## BEGIN
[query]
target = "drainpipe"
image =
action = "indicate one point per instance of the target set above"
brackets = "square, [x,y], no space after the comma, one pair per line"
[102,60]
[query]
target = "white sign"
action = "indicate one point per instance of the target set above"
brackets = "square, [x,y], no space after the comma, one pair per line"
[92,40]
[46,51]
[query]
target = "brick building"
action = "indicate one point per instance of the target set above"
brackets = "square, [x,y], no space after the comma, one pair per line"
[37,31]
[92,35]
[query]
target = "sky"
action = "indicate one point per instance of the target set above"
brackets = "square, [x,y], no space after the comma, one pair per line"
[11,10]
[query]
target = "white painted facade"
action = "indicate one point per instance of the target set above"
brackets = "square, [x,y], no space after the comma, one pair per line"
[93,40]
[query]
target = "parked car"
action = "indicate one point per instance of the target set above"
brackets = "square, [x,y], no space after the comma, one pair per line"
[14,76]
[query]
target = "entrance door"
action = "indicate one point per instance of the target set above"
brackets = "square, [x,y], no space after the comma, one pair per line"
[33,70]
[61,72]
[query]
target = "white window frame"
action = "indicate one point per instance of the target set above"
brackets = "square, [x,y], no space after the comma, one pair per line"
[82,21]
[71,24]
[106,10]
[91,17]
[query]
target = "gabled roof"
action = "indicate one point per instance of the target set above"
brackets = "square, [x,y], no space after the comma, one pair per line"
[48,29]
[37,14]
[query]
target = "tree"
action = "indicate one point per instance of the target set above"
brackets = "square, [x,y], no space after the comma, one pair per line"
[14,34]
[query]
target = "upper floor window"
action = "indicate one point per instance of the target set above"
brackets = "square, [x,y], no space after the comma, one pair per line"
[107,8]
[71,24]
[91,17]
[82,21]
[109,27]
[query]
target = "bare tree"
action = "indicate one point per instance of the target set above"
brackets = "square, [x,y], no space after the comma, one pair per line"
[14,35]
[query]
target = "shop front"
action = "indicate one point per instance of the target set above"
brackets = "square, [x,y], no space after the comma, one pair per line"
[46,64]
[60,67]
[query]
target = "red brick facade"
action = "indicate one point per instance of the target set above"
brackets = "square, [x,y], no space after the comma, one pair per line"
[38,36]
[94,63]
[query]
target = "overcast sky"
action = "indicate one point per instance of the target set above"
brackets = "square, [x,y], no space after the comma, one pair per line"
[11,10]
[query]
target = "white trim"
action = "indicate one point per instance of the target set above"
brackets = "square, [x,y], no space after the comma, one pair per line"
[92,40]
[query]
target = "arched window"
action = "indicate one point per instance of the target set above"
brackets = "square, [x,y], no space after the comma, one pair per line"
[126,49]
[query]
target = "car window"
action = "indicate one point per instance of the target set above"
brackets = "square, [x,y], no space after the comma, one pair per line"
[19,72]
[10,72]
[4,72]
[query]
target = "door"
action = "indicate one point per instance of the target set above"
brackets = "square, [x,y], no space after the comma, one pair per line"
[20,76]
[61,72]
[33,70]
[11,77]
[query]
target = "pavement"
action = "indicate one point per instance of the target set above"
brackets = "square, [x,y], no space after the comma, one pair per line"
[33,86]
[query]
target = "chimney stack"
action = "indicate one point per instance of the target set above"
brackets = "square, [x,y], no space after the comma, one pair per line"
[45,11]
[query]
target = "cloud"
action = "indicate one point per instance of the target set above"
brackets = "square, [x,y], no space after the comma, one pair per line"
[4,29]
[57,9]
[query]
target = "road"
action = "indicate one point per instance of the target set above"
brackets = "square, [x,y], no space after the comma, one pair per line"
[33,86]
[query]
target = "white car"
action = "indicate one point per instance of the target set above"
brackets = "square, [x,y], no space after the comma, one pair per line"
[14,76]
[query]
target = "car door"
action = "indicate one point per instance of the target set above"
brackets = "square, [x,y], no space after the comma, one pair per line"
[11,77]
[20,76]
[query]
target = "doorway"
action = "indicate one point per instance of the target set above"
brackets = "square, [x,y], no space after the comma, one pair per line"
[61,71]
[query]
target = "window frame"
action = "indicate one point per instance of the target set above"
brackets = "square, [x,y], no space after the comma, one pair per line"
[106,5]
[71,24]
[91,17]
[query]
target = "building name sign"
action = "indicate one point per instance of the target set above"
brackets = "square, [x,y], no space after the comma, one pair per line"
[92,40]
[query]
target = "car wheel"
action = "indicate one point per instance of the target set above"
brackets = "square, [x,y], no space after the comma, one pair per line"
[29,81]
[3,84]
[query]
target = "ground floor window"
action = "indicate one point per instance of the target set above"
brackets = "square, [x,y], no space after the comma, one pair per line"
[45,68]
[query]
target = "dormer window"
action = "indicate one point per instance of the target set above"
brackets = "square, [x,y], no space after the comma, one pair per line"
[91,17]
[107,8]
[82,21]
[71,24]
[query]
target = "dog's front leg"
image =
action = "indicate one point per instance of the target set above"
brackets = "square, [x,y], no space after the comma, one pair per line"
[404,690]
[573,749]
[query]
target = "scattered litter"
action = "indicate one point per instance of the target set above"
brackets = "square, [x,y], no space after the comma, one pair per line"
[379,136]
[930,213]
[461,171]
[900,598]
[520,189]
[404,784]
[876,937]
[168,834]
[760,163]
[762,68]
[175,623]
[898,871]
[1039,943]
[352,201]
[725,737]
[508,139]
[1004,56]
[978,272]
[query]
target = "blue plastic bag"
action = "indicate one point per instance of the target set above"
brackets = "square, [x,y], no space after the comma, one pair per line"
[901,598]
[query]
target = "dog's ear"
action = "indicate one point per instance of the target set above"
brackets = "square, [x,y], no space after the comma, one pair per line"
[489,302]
## END
**What this task involves**
Give the entries once more, exactly as they appear.

**Written reply**
[query]
target = "drainpipe"
image =
action = "indicate one point per instance of the target set above"
brackets = "square, [x,y], no space after the comma, one pair per line"
[102,60]
[query]
target = "white sign"
action = "indicate one point per instance of the target set above"
brackets = "square, [x,y], no space after the comma, one pair per line"
[92,40]
[46,51]
[query]
target = "brick building"
action = "indicate one point per instance of the target set above"
brackets = "square, [x,y], no space after the comma, one pair per line"
[37,31]
[92,35]
[query]
target = "sky"
action = "indicate one point per instance of the target set above"
brackets = "square, [x,y], no space after the comma, one pair per line"
[11,10]
[query]
target = "white painted facade"
action = "indicate one point per instance of the target set above"
brackets = "square, [x,y], no space after the comma, one pair per line"
[93,40]
[query]
target = "parked car"
action = "indicate one point per instance of the target set above"
brackets = "square, [x,y], no space after the comma, one pair per line"
[14,76]
[query]
target = "entrance door"
action = "indicate one point per instance of the target set above"
brackets = "square, [x,y], no space after the comma, one pair per line"
[33,70]
[61,72]
[query]
target = "white window frame"
action = "indicate one point per instance of the target set above"
brackets = "square, [x,y], no space after the comma, one pair per line"
[82,21]
[71,24]
[106,10]
[91,17]
[query]
target = "gabled roof"
action = "indicate one point per instance of the target set above"
brackets = "square, [x,y], no space after the comma, one pair per line"
[48,29]
[37,14]
[query]
target = "tree"
action = "indicate one point per instance of the target set above"
brackets = "square, [x,y], no space after the comma, one pair per line"
[14,34]
[query]
target = "upper floor window"
action = "indicate one point per instance of the target set above"
brackets = "square, [x,y], no space after the comma, one pair per line"
[107,8]
[71,24]
[91,17]
[82,21]
[109,27]
[query]
target = "bare tree"
action = "indicate one point per instance of the target set above"
brackets = "square, [x,y], no space after the comma, one pair per line"
[14,35]
[query]
target = "shop front"
action = "indicate one point per instance of the target set above"
brackets = "square, [x,y], no space after the comma, one pair per line"
[46,64]
[60,67]
[query]
target = "red brick facade"
action = "indicate one point per instance of the target set above"
brackets = "square, [x,y], no space after the comma, one pair per line"
[38,36]
[94,63]
[query]
target = "overcast sky"
action = "indicate one point per instance of the target set above"
brackets = "square, [x,y], no space after the comma, one pair per line"
[11,10]
[query]
target = "white trim"
action = "indicate one point per instance of the target set above"
brackets = "square, [x,y], no space after the comma, one pair per line"
[92,40]
[query]
target = "arched window"
action = "indicate one point per instance of the target set above"
brackets = "square, [x,y], no space after the comma, one pair per line"
[126,49]
[query]
target = "car window"
action = "indicate one point per instance of the target set above"
brackets = "square, [x,y], no space after the comma, one pair per line"
[19,72]
[10,72]
[4,72]
[query]
target = "door"
action = "indicate one point per instance of the target set above"
brackets = "square, [x,y], no space after the comma, one pair per line"
[20,76]
[61,72]
[33,70]
[11,77]
[query]
target = "pavement"
action = "indicate one point per instance of the target set above"
brackets = "square, [x,y], no space after the comma, one pair per line"
[33,86]
[query]
target = "chimney stack"
action = "indicate one point per instance of the target set above"
brackets = "square, [x,y], no space after the comma, one pair per line"
[45,11]
[query]
target = "cloud"
action = "indicate one point per instance of the target set above"
brackets = "square, [x,y], no space after the comma, one pair per line"
[4,29]
[57,9]
[query]
target = "road"
action = "indicate one point per instance of the target set above"
brackets = "square, [x,y], no space after the comma, one pair per line"
[33,86]
[query]
target = "white car"
action = "indicate one point per instance of the target set above"
brackets = "square, [x,y], no space after the comma, one pair per line"
[14,76]
[query]
target = "car door"
action = "indicate one point per instance of the target set above"
brackets = "square, [x,y], no space after the comma, one pair per line"
[11,77]
[20,76]
[query]
target = "doorway"
action = "indicate one point per instance of the target set above"
brackets = "square, [x,y], no space after the comma, one pair per line"
[61,71]
[query]
target = "window frame"
action = "indicate one point per instance of the target set above"
brackets = "square, [x,y], no space after the comma, one pair per line"
[106,5]
[71,24]
[91,17]
[query]
target = "building name sign"
action = "indicate one point per instance of the target set above"
brackets = "square, [x,y], no space after the comma, one pair per line"
[92,40]
[query]
target = "car wheel"
action = "indicate one point per instance of the target set above"
brackets = "square, [x,y], no space after the comma, one pair per line"
[29,81]
[3,84]
[query]
target = "ground floor window"
action = "indicate one point per instance of the target set above"
brackets = "square, [x,y], no space after the comma, one pair per line"
[45,68]
[query]
target = "dormer window"
action = "indicate one point per instance of the target set above"
brackets = "square, [x,y], no space after the comma, one pair per line"
[91,17]
[107,8]
[82,21]
[71,24]
[query]
target = "dog's front leg"
image =
action = "indicate one point per instance of the target set above"
brackets = "square, [x,y], no space after the comma, one pair per line"
[404,690]
[573,749]
[query]
target = "scattered litter"
action = "indicate one point per instance of the target set above"
brackets = "square, [x,y], no space after the comma, one pair per line"
[379,136]
[930,213]
[461,171]
[900,598]
[520,189]
[404,784]
[876,937]
[168,834]
[760,163]
[762,68]
[175,623]
[898,871]
[1039,943]
[352,201]
[725,737]
[508,139]
[1004,56]
[978,272]
[query]
target = "blue plastic bag"
action = "indicate one point per instance of the target set above"
brackets = "square, [x,y], no space after the comma, one pair per line"
[901,598]
[query]
target = "dog's ear"
action = "indicate one point per instance of the target set above"
brackets = "square, [x,y], no space after the comma, one pair per line"
[489,302]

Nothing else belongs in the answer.